--- start ---

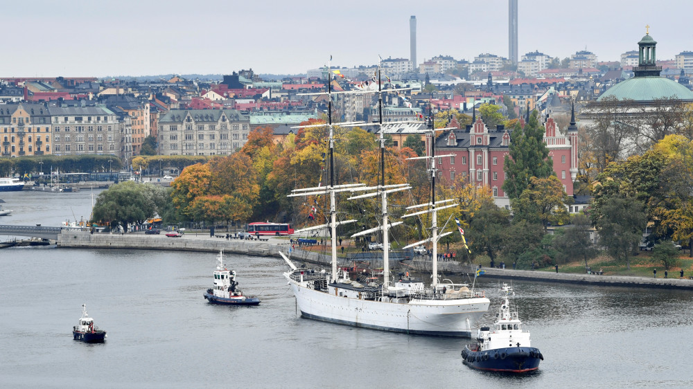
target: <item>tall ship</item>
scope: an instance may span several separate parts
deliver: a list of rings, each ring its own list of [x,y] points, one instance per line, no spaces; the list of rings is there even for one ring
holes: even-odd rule
[[[0,177],[0,192],[14,192],[24,188],[24,183],[19,179]]]
[[[378,80],[380,83],[380,77]],[[332,93],[328,87],[328,95]],[[382,107],[382,93],[378,87],[379,104]],[[331,270],[315,271],[299,269],[286,255],[282,253],[291,270],[284,273],[296,297],[297,306],[301,316],[326,322],[380,329],[405,334],[423,335],[471,337],[472,328],[488,309],[490,301],[483,291],[475,291],[473,284],[470,289],[466,284],[455,284],[438,279],[437,266],[437,246],[439,235],[437,210],[456,206],[451,200],[437,201],[435,199],[435,180],[437,170],[435,166],[434,142],[430,143],[431,150],[428,156],[419,157],[428,161],[430,174],[430,200],[427,203],[413,206],[408,209],[423,208],[423,210],[405,215],[403,217],[428,214],[430,216],[431,237],[417,242],[405,248],[430,242],[432,246],[432,282],[423,282],[410,278],[392,281],[389,275],[388,230],[402,221],[391,223],[388,220],[387,194],[409,189],[406,184],[385,185],[384,172],[378,177],[375,187],[366,187],[363,184],[350,183],[336,185],[334,172],[334,131],[331,119],[332,99],[328,103],[328,176],[329,182],[326,186],[298,189],[290,196],[325,196],[329,199],[329,222],[297,230],[300,233],[311,229],[329,228],[331,250]],[[382,109],[382,108],[381,108]],[[382,122],[382,115],[380,115]],[[431,118],[432,119],[432,118]],[[380,123],[381,124],[381,123]],[[324,126],[325,125],[318,125]],[[340,126],[358,125],[358,123],[340,123]],[[432,120],[431,131],[434,132]],[[384,172],[383,155],[385,139],[380,131],[380,162]],[[354,195],[355,192],[374,191],[371,193]],[[383,235],[383,271],[382,282],[359,282],[350,278],[348,271],[337,266],[337,227],[356,220],[337,221],[337,197],[342,193],[352,194],[350,199],[365,197],[380,197],[382,209],[381,226],[376,228],[361,231],[352,237],[367,235],[380,230]],[[446,233],[448,235],[452,233]]]

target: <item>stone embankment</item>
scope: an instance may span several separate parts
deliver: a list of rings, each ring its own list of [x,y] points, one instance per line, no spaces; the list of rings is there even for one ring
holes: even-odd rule
[[[409,269],[410,271],[417,272],[431,271],[431,261],[419,260],[419,258],[421,258],[421,260],[423,260],[423,257],[417,257],[413,260],[396,260],[392,261],[392,262],[397,264],[394,266],[398,266],[400,269]],[[330,264],[328,256],[317,253],[304,251],[302,250],[296,250],[293,251],[290,259],[295,262],[300,262],[302,261],[323,265],[326,267]],[[340,262],[340,264],[350,266],[351,263],[351,261],[344,260],[343,264]],[[378,262],[374,262],[372,264],[372,267],[375,268],[382,266],[382,262],[378,264]],[[476,270],[477,267],[475,266],[464,265],[455,261],[438,262],[438,271],[441,275],[444,274],[468,275],[468,278],[473,278],[474,273]],[[693,290],[693,280],[690,278],[678,278],[678,272],[672,272],[672,275],[675,274],[676,278],[654,278],[653,277],[599,275],[597,274],[555,273],[553,271],[513,270],[511,269],[504,269],[489,267],[483,267],[482,268],[482,270],[484,271],[484,274],[480,275],[480,277],[484,277],[485,278],[495,278],[506,281],[526,280],[545,282],[561,282],[563,284],[577,284],[583,285],[635,287]]]
[[[138,248],[143,250],[177,250],[184,251],[236,253],[252,255],[279,256],[280,250],[288,244],[269,241],[226,239],[193,235],[182,237],[167,237],[164,235],[141,233],[90,234],[88,231],[63,231],[58,236],[58,247],[79,248]]]
[[[236,253],[251,255],[277,256],[279,251],[288,253],[290,259],[297,266],[301,262],[324,266],[330,266],[330,257],[322,253],[301,250],[297,248],[289,252],[290,245],[286,240],[270,238],[267,241],[227,239],[212,237],[202,234],[193,235],[186,234],[183,237],[167,237],[163,233],[159,235],[135,234],[89,234],[86,231],[64,231],[58,239],[58,247],[80,248],[138,248],[151,250],[177,250],[186,251],[216,252],[223,250],[225,253]],[[370,258],[363,258],[370,262],[373,268],[382,267],[380,259],[382,254],[373,253]],[[391,260],[392,266],[404,271],[430,272],[431,261],[423,257],[415,257],[413,260]],[[356,260],[360,260],[356,258]],[[351,266],[353,263],[351,259],[340,258],[340,266]],[[455,261],[438,262],[438,271],[441,275],[467,275],[473,278],[477,270],[475,266],[462,264]],[[587,284],[595,286],[635,287],[647,288],[661,288],[671,289],[693,290],[693,280],[672,278],[654,278],[648,277],[628,277],[624,275],[599,275],[574,273],[555,273],[553,271],[538,271],[528,270],[513,270],[511,269],[482,268],[485,278],[495,278],[503,280],[527,280],[545,282],[561,282],[566,284]],[[675,272],[672,272],[676,274]],[[672,274],[673,275],[673,274]]]

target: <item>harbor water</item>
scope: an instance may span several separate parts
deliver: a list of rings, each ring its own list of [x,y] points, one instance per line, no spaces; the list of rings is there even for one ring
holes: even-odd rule
[[[0,224],[87,217],[91,194],[0,195]],[[74,216],[73,216],[73,212]],[[7,237],[0,237],[4,240]],[[686,358],[693,294],[516,282],[520,317],[545,360],[524,377],[472,370],[465,339],[407,336],[301,318],[281,258],[227,256],[258,307],[211,305],[216,255],[55,246],[0,251],[3,388],[693,387]],[[454,281],[462,281],[449,277]],[[495,281],[477,287],[501,302]],[[103,344],[74,341],[86,303]]]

--- end ---

■ Given problem: Repeat the part of the listing that opens with the line containing "target: <item>harbor water</item>" and closes at the end of the listing, swapping "even-odd" for "nonzero" and leaving everything else unchanged.

■ The response:
target: <item>harbor water</item>
scope: an instance may span several separate parts
deliver: a list of rings, each ring its own list of [x,y] points, one instance per line, no spaces; the list of rings is there even for one ring
holes: nonzero rule
[[[0,224],[87,217],[91,194],[0,195]],[[74,216],[73,216],[73,212]],[[7,237],[0,237],[4,240]],[[686,358],[693,294],[516,282],[520,317],[545,360],[524,377],[472,370],[465,339],[407,336],[301,318],[281,258],[227,256],[258,307],[211,305],[216,255],[55,246],[0,251],[3,388],[693,387]],[[454,281],[462,281],[449,277]],[[495,281],[477,287],[501,302]],[[103,344],[74,341],[86,303]]]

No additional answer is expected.